• _Material provided_:
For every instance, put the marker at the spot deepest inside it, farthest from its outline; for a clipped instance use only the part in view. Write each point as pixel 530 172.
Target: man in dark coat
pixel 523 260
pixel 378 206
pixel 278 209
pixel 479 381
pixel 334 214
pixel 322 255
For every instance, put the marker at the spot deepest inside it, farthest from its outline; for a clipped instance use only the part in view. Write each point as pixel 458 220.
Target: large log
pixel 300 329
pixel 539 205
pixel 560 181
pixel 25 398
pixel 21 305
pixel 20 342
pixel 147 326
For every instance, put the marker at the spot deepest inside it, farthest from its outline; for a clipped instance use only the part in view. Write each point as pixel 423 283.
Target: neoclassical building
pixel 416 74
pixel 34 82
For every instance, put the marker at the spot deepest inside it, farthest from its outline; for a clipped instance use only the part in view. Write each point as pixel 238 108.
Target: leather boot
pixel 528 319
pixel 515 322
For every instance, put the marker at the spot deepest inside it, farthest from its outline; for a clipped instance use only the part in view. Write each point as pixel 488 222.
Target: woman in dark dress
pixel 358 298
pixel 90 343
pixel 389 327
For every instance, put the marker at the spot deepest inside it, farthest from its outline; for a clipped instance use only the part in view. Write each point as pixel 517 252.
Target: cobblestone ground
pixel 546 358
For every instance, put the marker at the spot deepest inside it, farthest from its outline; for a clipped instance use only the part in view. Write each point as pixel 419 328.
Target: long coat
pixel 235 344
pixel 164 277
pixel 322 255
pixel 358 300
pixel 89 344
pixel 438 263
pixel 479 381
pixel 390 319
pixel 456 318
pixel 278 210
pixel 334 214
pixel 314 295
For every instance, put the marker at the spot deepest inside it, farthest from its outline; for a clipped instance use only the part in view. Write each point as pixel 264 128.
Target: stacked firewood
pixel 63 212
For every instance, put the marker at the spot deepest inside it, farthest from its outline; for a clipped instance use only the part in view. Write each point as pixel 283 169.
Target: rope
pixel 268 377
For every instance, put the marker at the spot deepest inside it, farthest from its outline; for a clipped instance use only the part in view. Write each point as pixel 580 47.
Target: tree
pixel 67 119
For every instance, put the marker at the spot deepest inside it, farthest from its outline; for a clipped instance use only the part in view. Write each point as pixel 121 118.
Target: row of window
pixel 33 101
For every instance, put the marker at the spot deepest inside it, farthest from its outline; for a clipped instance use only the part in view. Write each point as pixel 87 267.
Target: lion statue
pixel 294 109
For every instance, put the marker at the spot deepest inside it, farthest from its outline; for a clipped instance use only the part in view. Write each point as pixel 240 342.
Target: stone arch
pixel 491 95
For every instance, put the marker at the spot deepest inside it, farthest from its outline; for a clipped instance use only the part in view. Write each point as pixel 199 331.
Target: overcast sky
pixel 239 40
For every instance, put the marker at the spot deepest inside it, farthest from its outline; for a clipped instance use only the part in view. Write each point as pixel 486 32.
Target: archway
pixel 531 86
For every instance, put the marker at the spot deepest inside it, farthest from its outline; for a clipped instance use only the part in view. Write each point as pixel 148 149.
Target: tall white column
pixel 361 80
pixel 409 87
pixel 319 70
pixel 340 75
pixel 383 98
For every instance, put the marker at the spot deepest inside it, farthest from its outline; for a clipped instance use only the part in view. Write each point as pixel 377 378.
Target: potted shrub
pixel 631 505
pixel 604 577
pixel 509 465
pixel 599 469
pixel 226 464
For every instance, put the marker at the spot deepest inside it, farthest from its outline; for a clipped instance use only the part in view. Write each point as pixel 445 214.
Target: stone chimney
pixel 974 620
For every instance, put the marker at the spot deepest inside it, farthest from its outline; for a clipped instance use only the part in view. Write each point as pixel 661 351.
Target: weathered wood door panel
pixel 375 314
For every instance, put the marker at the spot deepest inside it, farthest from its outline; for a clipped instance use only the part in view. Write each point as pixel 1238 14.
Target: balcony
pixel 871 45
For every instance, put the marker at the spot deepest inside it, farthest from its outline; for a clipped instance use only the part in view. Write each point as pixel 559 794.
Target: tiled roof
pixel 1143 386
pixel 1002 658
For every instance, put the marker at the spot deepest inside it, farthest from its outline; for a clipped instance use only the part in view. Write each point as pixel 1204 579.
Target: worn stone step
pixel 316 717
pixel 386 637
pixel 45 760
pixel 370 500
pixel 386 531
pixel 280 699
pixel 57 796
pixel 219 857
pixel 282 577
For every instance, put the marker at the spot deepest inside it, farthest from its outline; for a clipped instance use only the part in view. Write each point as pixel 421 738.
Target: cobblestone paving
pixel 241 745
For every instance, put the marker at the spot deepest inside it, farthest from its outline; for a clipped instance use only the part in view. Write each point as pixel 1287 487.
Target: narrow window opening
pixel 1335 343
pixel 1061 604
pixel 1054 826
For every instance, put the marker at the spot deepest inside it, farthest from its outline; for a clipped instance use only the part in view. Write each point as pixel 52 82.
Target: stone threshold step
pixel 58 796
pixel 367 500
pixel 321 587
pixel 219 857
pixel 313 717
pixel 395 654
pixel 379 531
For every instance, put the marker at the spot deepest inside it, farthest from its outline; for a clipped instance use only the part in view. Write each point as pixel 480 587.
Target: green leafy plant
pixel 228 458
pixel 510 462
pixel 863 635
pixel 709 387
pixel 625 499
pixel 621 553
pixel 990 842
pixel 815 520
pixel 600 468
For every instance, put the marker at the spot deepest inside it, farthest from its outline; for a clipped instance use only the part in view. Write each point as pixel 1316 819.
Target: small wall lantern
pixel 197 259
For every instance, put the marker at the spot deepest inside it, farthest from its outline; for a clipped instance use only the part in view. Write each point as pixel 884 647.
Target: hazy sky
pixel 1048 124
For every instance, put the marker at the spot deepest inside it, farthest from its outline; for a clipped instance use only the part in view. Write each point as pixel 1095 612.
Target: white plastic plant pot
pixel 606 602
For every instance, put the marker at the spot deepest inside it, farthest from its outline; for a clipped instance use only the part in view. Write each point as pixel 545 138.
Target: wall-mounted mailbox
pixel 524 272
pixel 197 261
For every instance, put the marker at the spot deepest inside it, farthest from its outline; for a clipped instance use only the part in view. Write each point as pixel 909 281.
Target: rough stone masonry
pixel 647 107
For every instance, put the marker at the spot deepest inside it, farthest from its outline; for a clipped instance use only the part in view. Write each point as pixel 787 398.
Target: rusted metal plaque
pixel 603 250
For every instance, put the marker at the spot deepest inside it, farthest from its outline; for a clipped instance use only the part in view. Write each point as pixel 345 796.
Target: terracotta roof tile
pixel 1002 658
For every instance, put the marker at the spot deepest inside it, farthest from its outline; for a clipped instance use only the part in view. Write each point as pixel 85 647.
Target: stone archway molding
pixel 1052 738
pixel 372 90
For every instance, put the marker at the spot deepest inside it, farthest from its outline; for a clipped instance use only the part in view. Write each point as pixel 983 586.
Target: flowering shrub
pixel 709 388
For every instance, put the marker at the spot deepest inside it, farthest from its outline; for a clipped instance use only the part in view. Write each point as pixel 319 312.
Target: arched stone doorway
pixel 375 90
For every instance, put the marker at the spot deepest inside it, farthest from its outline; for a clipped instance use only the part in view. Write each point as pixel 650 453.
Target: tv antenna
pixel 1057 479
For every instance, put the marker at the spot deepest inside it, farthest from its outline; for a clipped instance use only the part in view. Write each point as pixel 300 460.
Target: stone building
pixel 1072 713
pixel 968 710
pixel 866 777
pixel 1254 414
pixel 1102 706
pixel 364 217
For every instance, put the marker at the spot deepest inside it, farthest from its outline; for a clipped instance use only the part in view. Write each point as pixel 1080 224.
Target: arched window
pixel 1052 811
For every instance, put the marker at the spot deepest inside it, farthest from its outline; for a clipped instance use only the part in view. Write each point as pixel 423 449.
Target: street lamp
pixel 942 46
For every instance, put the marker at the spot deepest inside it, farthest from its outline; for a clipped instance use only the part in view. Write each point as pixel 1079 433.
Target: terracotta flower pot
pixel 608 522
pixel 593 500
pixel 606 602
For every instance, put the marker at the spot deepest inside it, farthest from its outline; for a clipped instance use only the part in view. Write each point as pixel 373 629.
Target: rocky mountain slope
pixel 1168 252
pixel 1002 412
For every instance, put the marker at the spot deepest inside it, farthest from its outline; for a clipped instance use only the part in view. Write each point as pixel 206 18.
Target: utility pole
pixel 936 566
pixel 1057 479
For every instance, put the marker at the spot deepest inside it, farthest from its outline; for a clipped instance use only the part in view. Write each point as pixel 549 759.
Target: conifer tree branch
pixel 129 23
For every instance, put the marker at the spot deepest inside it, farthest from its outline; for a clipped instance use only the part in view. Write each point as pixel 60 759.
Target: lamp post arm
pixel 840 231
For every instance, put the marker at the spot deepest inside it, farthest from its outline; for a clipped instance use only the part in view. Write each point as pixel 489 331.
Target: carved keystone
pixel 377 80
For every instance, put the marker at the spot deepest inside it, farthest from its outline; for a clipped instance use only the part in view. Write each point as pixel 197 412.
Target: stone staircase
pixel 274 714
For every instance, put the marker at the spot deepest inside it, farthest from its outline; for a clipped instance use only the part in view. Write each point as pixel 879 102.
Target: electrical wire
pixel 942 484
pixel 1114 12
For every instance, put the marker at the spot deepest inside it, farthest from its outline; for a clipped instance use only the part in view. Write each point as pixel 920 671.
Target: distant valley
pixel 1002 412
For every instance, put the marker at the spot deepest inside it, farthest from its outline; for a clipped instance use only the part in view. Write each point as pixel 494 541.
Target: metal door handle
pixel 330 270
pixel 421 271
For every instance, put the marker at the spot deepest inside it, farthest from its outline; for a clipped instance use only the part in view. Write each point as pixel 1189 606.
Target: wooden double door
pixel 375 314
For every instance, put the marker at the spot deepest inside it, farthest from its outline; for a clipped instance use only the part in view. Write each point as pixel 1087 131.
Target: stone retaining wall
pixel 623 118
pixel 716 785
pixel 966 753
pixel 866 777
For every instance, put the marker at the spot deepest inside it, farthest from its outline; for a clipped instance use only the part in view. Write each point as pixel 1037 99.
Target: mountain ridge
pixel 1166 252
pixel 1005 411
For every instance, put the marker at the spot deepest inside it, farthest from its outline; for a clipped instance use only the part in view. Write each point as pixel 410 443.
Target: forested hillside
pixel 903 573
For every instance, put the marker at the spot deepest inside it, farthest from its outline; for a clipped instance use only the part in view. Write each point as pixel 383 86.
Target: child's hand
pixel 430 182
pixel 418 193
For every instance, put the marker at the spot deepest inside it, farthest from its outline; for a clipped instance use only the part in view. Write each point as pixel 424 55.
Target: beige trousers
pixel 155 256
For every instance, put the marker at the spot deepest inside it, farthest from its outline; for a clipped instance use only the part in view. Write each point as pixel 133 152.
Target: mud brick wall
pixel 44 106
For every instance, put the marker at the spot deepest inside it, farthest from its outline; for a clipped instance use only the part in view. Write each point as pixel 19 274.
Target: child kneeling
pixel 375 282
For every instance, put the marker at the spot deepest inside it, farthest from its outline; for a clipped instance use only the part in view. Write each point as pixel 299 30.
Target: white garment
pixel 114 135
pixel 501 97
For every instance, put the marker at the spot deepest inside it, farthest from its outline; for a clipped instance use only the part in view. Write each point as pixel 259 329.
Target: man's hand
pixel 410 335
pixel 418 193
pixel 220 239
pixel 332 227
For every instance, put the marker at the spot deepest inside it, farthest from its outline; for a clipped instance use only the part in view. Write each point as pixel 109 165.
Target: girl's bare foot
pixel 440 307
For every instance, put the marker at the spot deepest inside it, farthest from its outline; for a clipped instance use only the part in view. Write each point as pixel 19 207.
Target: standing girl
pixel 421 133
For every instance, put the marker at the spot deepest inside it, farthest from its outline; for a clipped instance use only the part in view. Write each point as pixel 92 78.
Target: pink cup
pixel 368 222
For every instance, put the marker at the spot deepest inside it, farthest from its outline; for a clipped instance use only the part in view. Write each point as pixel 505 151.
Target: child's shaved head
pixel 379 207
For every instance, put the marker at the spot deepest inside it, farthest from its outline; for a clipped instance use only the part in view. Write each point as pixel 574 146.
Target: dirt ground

• _Your instructions_:
In the listing above, find the line with "pixel 445 214." and the line with "pixel 421 738.". Output those two lines and every line between them, exactly as written.

• _Task response_:
For every instance, put the marker at the spot deepest inside it, farthest from its outline; for a clipped instance use only the part in view. Write each point as pixel 445 214.
Target: stone chimney
pixel 974 620
For every instance, put the marker at the spot deepest inside it, farthest from its outline; for a clipped instance use only the part in view. Write each point as pixel 661 351.
Target: weathered wood door panel
pixel 375 314
For every instance, put the marker at the spot deepest inside it, farthest from its outline; for a clipped instance use only the part in view. Write each point as pixel 1238 14.
Target: balcony
pixel 871 45
For every instance, put the marker at the spot deepest inside it, farthest from its outline; for a clipped instance use only the part in view. Write each point as pixel 559 794.
Target: tiled roof
pixel 1143 386
pixel 1002 658
For every instance, put the marker at the spot deepest inside it, farthest from its outline; for a clipped instance use only the part in view. Write each point as pixel 1204 579.
Target: worn stone step
pixel 316 717
pixel 386 637
pixel 45 760
pixel 370 500
pixel 386 531
pixel 280 699
pixel 57 796
pixel 219 857
pixel 282 577
For every instance, put the marker at the spot deepest inside it, farthest from its outline; for a clipped instance use only the part in view. Write each point as pixel 421 738.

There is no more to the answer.